Transcribe the following entries letter for letter, without the pictures.

## SOURCE DATA
============================================================
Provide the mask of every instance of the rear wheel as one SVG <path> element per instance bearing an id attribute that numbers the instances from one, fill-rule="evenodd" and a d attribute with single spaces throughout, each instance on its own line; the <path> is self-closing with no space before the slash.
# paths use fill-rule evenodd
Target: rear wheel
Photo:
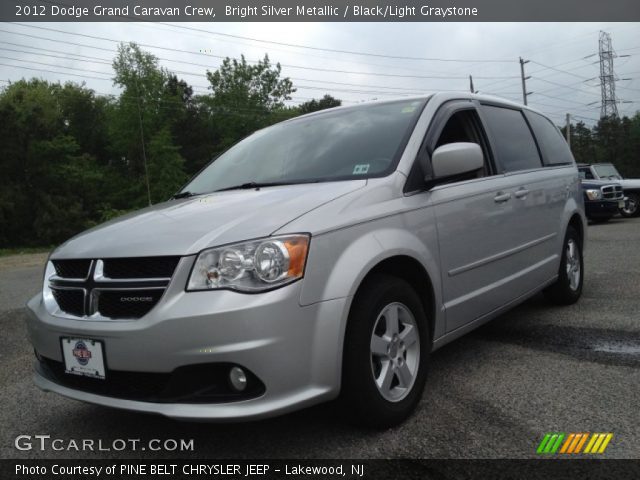
<path id="1" fill-rule="evenodd" d="M 420 401 L 430 351 L 427 318 L 406 281 L 373 275 L 354 299 L 345 335 L 342 400 L 349 418 L 397 425 Z"/>
<path id="2" fill-rule="evenodd" d="M 544 293 L 558 305 L 571 305 L 582 295 L 583 280 L 582 240 L 576 229 L 569 226 L 564 238 L 558 280 Z"/>
<path id="3" fill-rule="evenodd" d="M 637 193 L 627 193 L 627 200 L 624 207 L 620 209 L 623 217 L 635 217 L 640 213 L 640 195 Z"/>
============================================================
## TASK OUTPUT
Provide the mask of every instance of the rear wheel as one SVG <path> element per instance bearing an id attribute that numbers the instances from one, fill-rule="evenodd" and a d attribute with single spaces throughout, each instance on its own line; the <path> is self-closing with no space before the slash.
# paths use fill-rule evenodd
Target: rear wheel
Photo:
<path id="1" fill-rule="evenodd" d="M 420 401 L 430 351 L 427 318 L 406 281 L 373 275 L 354 299 L 345 335 L 342 400 L 349 418 L 397 425 Z"/>
<path id="2" fill-rule="evenodd" d="M 544 293 L 558 305 L 571 305 L 582 295 L 583 280 L 582 240 L 576 229 L 569 226 L 564 238 L 558 280 Z"/>
<path id="3" fill-rule="evenodd" d="M 637 193 L 627 193 L 627 200 L 624 207 L 620 209 L 623 217 L 635 217 L 640 213 L 640 195 Z"/>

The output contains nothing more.